CONSIGNE:
D'après le texte sur le vote blanc, quelle est la première mesure du progrès lorsqu'une dictature accède enfin à la liberté ?

TEXTE FOURNI:
○ ○ ○ ○ ○

Vote Blanc : l’exigence démocratique

87% des Français considèrent que les responsables politiques ne se préoccupent pas, ou peu, des gens comme eux. Et vous ?

41% des Français ne veulent voter ni pour Hollande, ni pour Sarkozy. Et vous ?

L’acte électoral est devenu en France comme dans l’ensemble des démocraties occidentales une pratique ordinaire. On a tendance à le banaliser et ne plus y faire attention, tant il parait acquis et évident. Or, l’acte de vote n’a rien d’anodin. A travers lui, les citoyens ont le sentiment de participer à la vie de la cité et de donner un avis qui sera évidemment pris en compte. Quand une dictature accède enfin à la liberté, la première mesure de ce progrès est la tenue d’élections non truquées qui permette à tous de s’exprimer librement. Le vote devenant le symbole d’une démocratie vivante et respectueuse de tous.

○ ○ ○ ○ ○

DONNÉES FOURNIES:
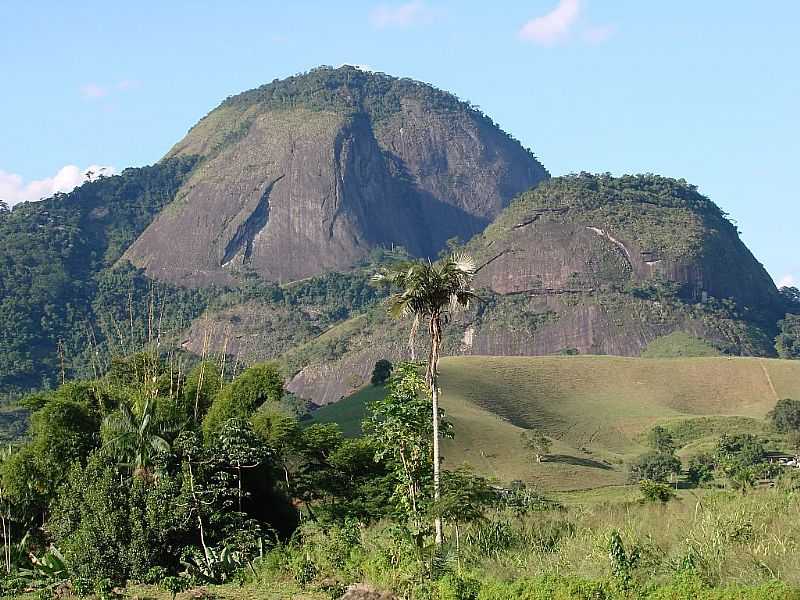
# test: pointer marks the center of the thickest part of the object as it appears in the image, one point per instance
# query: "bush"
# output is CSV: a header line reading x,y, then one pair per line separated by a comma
x,y
656,466
655,492
458,587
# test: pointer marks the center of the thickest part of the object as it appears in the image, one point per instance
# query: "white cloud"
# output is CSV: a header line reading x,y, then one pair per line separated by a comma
x,y
599,34
93,90
13,189
415,12
554,26
127,84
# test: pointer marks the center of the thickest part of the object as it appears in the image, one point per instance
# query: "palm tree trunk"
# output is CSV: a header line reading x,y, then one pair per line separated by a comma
x,y
433,376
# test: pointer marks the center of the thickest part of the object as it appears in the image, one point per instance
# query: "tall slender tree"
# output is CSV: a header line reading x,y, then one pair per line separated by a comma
x,y
431,292
136,437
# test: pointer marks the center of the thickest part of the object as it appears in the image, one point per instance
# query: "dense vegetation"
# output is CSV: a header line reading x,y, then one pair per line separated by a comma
x,y
56,279
171,477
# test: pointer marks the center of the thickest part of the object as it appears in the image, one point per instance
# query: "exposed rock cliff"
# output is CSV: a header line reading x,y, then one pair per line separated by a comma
x,y
307,175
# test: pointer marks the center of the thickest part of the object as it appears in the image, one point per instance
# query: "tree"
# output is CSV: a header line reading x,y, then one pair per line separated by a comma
x,y
202,385
739,458
136,436
786,415
536,443
402,429
661,440
787,343
381,372
239,446
465,499
280,431
655,466
700,469
652,491
239,400
791,297
431,292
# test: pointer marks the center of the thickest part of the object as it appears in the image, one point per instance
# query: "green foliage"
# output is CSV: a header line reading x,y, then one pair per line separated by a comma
x,y
661,440
739,457
787,343
623,560
785,416
89,521
174,585
653,491
700,469
202,385
54,256
655,466
135,436
381,372
240,399
536,443
678,344
457,587
401,426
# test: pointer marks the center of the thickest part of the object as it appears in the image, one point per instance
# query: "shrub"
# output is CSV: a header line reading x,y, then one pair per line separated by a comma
x,y
653,491
458,587
700,469
656,466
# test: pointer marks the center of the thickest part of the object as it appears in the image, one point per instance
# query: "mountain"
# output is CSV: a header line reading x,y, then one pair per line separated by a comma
x,y
256,235
306,175
583,264
597,410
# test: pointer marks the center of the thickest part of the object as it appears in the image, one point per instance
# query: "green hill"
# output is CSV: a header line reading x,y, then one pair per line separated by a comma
x,y
597,409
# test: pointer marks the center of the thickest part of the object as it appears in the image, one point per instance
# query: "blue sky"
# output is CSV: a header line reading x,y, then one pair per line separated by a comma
x,y
708,91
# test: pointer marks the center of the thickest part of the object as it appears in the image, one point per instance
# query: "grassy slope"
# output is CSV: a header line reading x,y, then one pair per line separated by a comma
x,y
596,408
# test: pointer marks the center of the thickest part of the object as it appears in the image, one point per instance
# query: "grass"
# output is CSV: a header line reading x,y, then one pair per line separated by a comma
x,y
678,344
597,409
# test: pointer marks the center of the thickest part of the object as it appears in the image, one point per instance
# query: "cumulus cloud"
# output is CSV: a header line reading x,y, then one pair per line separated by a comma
x,y
599,34
93,90
553,27
13,189
411,13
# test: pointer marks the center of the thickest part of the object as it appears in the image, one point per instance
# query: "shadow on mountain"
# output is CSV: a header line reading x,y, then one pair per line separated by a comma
x,y
577,461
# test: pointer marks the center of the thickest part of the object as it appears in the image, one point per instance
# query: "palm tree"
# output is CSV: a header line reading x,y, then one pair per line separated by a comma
x,y
431,292
136,436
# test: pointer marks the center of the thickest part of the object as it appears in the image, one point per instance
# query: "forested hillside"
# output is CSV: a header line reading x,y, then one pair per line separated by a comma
x,y
59,292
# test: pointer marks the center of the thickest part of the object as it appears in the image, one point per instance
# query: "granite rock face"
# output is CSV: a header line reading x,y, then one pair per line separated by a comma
x,y
313,182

○ ○ ○ ○ ○

CORRIGÉ:
C'est la tenue d'élections non truquées qui permettent à tous de s'exprimer librement.